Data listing
———

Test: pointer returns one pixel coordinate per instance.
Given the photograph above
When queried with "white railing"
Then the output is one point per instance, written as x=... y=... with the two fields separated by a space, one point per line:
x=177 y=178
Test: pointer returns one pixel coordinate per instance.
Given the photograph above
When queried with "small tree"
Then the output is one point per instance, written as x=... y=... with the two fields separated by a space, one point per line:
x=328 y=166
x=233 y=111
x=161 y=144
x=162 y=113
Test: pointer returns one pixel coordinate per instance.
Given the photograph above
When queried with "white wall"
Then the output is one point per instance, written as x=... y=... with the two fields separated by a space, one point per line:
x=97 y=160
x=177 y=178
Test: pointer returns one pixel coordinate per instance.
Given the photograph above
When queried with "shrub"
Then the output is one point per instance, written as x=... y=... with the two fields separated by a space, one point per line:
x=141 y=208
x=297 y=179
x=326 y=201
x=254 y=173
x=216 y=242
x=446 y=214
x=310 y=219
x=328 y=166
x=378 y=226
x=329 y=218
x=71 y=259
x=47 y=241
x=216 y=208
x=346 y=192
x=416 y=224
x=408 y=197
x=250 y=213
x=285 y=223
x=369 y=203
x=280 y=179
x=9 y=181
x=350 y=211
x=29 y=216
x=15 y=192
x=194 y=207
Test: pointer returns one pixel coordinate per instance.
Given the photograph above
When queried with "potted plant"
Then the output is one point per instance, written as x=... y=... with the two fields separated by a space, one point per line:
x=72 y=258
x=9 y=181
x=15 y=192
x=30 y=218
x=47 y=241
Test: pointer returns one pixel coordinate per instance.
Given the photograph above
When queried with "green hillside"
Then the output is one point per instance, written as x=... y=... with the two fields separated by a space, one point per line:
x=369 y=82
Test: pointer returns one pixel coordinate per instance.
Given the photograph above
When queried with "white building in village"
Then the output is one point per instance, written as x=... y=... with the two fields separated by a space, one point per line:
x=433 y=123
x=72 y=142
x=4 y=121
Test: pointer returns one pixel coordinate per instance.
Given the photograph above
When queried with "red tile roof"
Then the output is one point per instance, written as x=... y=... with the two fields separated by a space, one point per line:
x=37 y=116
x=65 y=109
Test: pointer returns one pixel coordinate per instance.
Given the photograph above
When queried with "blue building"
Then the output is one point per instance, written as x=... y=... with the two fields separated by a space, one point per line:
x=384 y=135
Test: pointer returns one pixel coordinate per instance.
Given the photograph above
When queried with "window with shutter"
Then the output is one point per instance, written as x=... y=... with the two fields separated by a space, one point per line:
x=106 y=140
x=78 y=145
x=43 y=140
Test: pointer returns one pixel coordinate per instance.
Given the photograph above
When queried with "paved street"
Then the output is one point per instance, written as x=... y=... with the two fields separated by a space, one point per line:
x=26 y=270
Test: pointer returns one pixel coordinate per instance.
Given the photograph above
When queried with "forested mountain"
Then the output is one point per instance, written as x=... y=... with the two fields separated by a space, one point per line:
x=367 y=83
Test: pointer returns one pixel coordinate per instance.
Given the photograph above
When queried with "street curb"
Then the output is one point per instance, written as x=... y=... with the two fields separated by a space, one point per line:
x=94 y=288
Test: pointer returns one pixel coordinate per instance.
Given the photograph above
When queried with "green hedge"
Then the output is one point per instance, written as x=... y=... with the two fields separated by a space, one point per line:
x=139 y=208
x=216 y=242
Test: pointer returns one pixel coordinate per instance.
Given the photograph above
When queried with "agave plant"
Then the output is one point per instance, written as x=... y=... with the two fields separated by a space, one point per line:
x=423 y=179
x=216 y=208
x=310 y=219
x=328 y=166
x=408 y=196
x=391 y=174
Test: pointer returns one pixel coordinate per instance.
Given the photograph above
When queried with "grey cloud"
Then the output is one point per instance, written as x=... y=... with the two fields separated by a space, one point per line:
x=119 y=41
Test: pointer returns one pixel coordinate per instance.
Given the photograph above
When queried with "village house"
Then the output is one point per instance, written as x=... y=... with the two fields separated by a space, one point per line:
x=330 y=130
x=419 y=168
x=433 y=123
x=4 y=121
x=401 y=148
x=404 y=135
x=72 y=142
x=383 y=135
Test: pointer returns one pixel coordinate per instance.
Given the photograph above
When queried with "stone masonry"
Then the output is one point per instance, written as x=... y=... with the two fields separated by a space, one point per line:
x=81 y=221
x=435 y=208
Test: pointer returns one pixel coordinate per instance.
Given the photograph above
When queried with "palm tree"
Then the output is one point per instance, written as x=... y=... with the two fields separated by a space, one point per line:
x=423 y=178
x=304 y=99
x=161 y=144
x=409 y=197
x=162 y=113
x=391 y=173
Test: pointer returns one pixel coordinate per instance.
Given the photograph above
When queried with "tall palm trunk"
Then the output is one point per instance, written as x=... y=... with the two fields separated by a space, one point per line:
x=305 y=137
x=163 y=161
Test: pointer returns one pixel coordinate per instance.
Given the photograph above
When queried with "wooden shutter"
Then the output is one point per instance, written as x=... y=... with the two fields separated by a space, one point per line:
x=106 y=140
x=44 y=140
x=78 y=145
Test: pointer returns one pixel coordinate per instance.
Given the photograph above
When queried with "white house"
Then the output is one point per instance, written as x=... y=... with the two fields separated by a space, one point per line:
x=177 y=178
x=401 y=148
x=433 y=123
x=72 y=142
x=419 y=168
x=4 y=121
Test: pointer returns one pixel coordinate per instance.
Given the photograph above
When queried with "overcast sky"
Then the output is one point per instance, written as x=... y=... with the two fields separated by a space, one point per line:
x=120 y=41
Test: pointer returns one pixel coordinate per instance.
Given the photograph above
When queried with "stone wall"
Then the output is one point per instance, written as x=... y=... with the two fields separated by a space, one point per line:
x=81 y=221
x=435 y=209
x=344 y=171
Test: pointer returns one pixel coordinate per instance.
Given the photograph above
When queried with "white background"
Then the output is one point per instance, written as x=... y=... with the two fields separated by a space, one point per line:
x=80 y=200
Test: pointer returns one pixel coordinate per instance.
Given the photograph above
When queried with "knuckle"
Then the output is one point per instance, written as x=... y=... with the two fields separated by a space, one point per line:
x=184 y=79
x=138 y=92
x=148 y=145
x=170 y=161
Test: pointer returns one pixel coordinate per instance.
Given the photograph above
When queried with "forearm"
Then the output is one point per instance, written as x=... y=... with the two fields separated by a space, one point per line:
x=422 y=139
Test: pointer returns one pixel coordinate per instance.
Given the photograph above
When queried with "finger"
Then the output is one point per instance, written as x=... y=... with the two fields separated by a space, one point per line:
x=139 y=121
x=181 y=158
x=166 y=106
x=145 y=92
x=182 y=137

———

### WORK TO COMPLETE:
Identify every line in the data above that contains the string "street", and copy each of those lines.

### TASK SOLUTION:
When queried with "paved street"
When queried with "street curb"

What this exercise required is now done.